• **REQUEST**
Extract each line in the records that contains the string "cover".
┄┄┄┄┄┄┄┄┄┄
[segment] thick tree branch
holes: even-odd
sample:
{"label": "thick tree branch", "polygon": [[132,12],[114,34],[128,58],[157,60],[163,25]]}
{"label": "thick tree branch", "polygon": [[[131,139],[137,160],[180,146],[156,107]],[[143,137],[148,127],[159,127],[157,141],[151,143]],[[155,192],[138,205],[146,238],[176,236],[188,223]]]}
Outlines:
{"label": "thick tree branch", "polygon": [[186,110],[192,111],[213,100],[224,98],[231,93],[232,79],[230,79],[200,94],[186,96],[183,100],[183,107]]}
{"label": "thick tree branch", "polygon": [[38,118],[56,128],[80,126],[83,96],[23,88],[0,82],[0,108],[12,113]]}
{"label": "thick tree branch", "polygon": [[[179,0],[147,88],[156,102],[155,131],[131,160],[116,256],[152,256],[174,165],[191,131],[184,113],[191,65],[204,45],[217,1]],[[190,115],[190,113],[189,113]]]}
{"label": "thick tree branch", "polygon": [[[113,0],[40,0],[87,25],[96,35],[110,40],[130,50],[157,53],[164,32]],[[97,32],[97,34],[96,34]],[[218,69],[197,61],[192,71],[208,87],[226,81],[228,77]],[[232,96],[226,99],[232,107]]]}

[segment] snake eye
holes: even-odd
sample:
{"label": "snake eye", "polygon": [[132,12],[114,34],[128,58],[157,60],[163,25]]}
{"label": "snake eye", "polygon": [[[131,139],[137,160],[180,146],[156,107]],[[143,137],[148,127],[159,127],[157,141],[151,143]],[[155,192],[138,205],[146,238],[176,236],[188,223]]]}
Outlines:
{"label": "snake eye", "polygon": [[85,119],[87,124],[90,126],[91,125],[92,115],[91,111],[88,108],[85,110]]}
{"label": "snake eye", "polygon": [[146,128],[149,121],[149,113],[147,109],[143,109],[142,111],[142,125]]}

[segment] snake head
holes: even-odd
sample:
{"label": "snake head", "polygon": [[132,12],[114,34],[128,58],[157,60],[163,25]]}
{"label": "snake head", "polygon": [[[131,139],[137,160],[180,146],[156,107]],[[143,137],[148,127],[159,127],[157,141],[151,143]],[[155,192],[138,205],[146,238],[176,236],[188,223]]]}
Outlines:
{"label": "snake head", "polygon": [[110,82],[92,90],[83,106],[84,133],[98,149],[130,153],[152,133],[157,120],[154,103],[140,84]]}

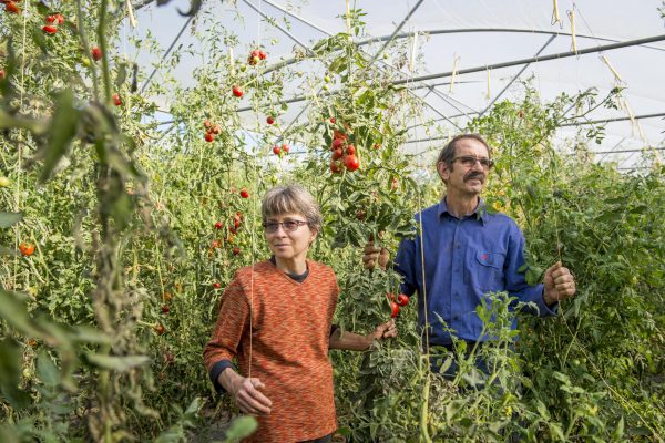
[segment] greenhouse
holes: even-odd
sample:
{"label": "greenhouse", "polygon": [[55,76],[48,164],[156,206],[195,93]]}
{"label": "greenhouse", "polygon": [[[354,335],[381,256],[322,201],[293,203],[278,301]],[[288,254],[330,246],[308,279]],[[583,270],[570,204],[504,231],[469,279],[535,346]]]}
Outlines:
{"label": "greenhouse", "polygon": [[0,0],[1,442],[663,442],[665,2]]}

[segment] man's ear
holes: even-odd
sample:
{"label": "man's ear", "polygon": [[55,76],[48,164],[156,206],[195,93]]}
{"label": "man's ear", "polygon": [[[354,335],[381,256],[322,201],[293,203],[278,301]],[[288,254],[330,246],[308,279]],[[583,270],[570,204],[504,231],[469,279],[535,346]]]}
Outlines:
{"label": "man's ear", "polygon": [[448,169],[448,164],[446,162],[437,164],[437,172],[443,182],[448,182],[448,178],[450,178],[450,169]]}

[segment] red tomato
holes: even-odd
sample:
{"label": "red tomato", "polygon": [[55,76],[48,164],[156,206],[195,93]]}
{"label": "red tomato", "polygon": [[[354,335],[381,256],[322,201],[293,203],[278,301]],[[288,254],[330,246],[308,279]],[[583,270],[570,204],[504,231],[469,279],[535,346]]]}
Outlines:
{"label": "red tomato", "polygon": [[330,162],[330,172],[332,172],[332,174],[339,174],[341,172],[341,163],[339,161]]}
{"label": "red tomato", "polygon": [[95,62],[102,60],[102,50],[99,47],[94,47],[92,50],[90,50],[90,54],[92,55],[92,60]]}
{"label": "red tomato", "polygon": [[22,243],[21,245],[19,245],[19,250],[21,251],[22,256],[30,257],[34,254],[34,245],[30,243]]}
{"label": "red tomato", "polygon": [[4,3],[4,10],[7,12],[11,12],[11,13],[19,13],[19,12],[21,12],[21,10],[17,6],[17,3],[14,3],[13,1],[8,1],[7,3]]}
{"label": "red tomato", "polygon": [[397,296],[397,303],[399,306],[409,305],[409,296],[407,296],[406,293],[400,293],[399,296]]}
{"label": "red tomato", "polygon": [[390,317],[396,318],[399,315],[399,305],[397,305],[395,301],[391,301],[390,309],[392,311],[390,313]]}
{"label": "red tomato", "polygon": [[347,135],[341,132],[341,131],[332,131],[332,138],[341,138],[341,140],[347,140]]}
{"label": "red tomato", "polygon": [[356,171],[358,167],[360,167],[360,161],[355,155],[347,155],[344,157],[344,165],[349,171]]}

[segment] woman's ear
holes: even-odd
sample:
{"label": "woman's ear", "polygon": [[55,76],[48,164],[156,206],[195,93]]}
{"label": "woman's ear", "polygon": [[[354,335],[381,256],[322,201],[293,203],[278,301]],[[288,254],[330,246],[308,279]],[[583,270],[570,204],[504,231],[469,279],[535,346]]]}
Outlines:
{"label": "woman's ear", "polygon": [[446,162],[437,163],[437,172],[444,183],[448,182],[448,178],[450,178],[450,171],[448,169],[448,164]]}
{"label": "woman's ear", "polygon": [[316,240],[316,236],[318,235],[318,229],[309,228],[309,230],[311,231],[311,234],[309,235],[309,245],[311,245],[314,243],[314,240]]}

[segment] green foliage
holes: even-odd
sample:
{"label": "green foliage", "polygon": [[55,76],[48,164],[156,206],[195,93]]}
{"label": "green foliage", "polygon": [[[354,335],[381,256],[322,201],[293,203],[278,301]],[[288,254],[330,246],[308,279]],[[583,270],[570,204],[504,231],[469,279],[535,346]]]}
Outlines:
{"label": "green foliage", "polygon": [[[39,30],[51,11],[31,8],[39,13],[28,24]],[[299,74],[248,65],[246,55],[211,59],[237,43],[215,28],[200,47],[162,61],[202,60],[192,86],[168,75],[151,84],[150,94],[174,97],[173,126],[163,130],[146,123],[157,106],[135,93],[126,60],[112,50],[103,63],[90,58],[93,41],[114,47],[124,3],[78,8],[62,4],[80,18],[75,27],[31,32],[25,43],[9,38],[22,20],[3,16],[0,25],[0,176],[12,184],[0,187],[0,440],[187,441],[214,421],[231,423],[229,441],[242,439],[255,421],[233,420],[237,411],[218,401],[201,363],[221,296],[213,284],[223,288],[236,269],[268,257],[260,196],[299,182],[325,216],[310,257],[338,276],[335,321],[359,333],[386,321],[399,278],[364,270],[359,247],[374,241],[395,253],[412,214],[440,195],[436,174],[416,168],[400,147],[420,104],[389,86],[395,74],[356,47],[364,12],[354,10],[347,32],[308,55],[326,76],[308,79],[305,121],[280,122],[283,84]],[[20,64],[23,56],[30,63]],[[237,113],[233,85],[243,86],[255,124]],[[111,92],[121,106],[109,103]],[[493,295],[478,310],[491,344],[431,350],[442,368],[459,367],[449,379],[429,371],[413,298],[397,318],[398,339],[331,352],[339,434],[358,442],[663,439],[665,169],[622,175],[591,162],[582,142],[570,153],[552,145],[562,124],[615,106],[620,93],[542,103],[526,84],[522,101],[498,103],[469,126],[494,147],[483,198],[523,228],[528,279],[562,260],[577,297],[555,318],[520,317],[515,331],[514,302]],[[265,127],[265,115],[277,124]],[[206,120],[219,125],[212,143]],[[358,171],[330,172],[336,132],[355,146]],[[602,136],[591,125],[579,140]],[[301,155],[272,155],[282,143]],[[35,245],[34,255],[14,250],[22,241]],[[488,373],[475,368],[479,359]]]}

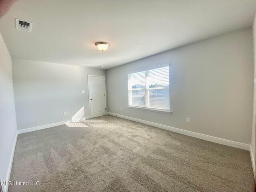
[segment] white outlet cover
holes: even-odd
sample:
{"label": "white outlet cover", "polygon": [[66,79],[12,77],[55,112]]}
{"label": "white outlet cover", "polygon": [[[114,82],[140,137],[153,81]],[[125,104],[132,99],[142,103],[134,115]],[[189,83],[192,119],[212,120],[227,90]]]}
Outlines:
{"label": "white outlet cover", "polygon": [[187,117],[187,122],[190,123],[190,118],[188,117]]}

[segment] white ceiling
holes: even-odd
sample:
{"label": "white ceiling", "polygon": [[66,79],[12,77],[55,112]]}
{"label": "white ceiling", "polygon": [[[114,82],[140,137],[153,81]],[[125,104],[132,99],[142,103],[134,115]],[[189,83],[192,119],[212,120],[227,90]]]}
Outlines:
{"label": "white ceiling", "polygon": [[255,0],[19,0],[0,32],[13,58],[107,69],[251,27],[256,11]]}

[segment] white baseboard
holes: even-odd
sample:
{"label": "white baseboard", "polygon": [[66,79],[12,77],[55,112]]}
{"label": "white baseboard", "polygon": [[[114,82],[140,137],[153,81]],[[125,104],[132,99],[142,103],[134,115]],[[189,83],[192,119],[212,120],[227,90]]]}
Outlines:
{"label": "white baseboard", "polygon": [[[90,118],[90,116],[87,116],[84,117],[84,119],[88,119]],[[20,130],[18,130],[18,134],[21,134],[22,133],[27,133],[28,132],[31,132],[32,131],[37,131],[38,130],[40,130],[41,129],[46,129],[47,128],[50,128],[51,127],[56,127],[56,126],[58,126],[59,125],[62,125],[64,124],[66,124],[67,123],[72,122],[72,120],[69,121],[64,121],[61,122],[58,122],[57,123],[51,123],[50,124],[48,124],[47,125],[41,125],[40,126],[38,126],[37,127],[31,127],[30,128],[28,128],[27,129],[21,129]]]}
{"label": "white baseboard", "polygon": [[50,128],[50,127],[55,127],[56,126],[58,126],[59,125],[64,125],[66,124],[69,121],[62,121],[61,122],[58,122],[57,123],[52,123],[51,124],[48,124],[47,125],[41,125],[40,126],[38,126],[37,127],[31,127],[30,128],[28,128],[27,129],[22,129],[20,130],[18,130],[18,134],[21,134],[22,133],[27,133],[28,132],[31,132],[32,131],[37,131],[38,130],[40,130],[41,129],[46,129],[47,128]]}
{"label": "white baseboard", "polygon": [[172,127],[167,125],[162,125],[162,124],[154,123],[150,121],[142,120],[141,119],[137,119],[133,117],[130,117],[128,116],[125,116],[124,115],[120,115],[119,114],[116,114],[110,112],[108,112],[107,114],[110,115],[120,117],[121,118],[143,123],[147,125],[151,125],[154,127],[172,131],[173,132],[183,134],[184,135],[203,139],[204,140],[206,140],[206,141],[211,141],[214,143],[219,143],[223,145],[227,145],[228,146],[230,146],[233,147],[235,147],[236,148],[238,148],[239,149],[244,149],[245,150],[250,151],[250,145],[248,144],[240,143],[236,141],[231,141],[230,140],[228,140],[227,139],[219,138],[218,137],[214,137],[213,136],[205,135],[201,133],[196,133],[192,131],[176,128],[175,127]]}
{"label": "white baseboard", "polygon": [[[13,157],[14,156],[14,152],[15,151],[15,147],[16,146],[16,143],[17,142],[17,138],[18,138],[18,131],[16,132],[16,136],[15,136],[15,138],[12,145],[12,154],[11,154],[11,158],[10,160],[10,162],[9,163],[9,166],[8,167],[8,170],[7,170],[7,174],[6,175],[6,177],[5,179],[5,181],[6,183],[8,183],[8,182],[10,180],[10,177],[11,176],[11,172],[12,171],[12,162],[13,161]],[[4,192],[7,192],[8,191],[8,185],[5,185],[4,186]]]}
{"label": "white baseboard", "polygon": [[254,156],[252,152],[252,146],[250,147],[250,155],[251,156],[251,160],[252,161],[252,169],[253,170],[253,174],[254,176],[254,180],[256,180],[256,173],[255,172],[255,160],[254,159]]}

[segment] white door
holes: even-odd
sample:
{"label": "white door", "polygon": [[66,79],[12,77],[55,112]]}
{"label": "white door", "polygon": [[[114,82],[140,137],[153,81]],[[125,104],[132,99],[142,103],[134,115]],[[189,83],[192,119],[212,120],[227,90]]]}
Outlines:
{"label": "white door", "polygon": [[106,115],[105,77],[88,77],[91,118]]}

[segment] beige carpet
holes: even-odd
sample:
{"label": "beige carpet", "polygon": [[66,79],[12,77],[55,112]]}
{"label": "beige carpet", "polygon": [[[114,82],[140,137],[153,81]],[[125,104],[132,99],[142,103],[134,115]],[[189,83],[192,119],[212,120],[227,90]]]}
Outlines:
{"label": "beige carpet", "polygon": [[110,116],[18,136],[12,192],[252,192],[249,152]]}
┄┄┄┄┄┄┄┄┄┄
• **WRITTEN SOLUTION**
[segment] white outlet cover
{"label": "white outlet cover", "polygon": [[66,79],[12,77],[55,112]]}
{"label": "white outlet cover", "polygon": [[[114,82],[140,137],[153,81]],[[125,104],[132,99],[142,103],[134,115]],[[189,83],[192,119],[212,120],[227,90]]]}
{"label": "white outlet cover", "polygon": [[187,117],[187,122],[190,123],[190,118],[188,117]]}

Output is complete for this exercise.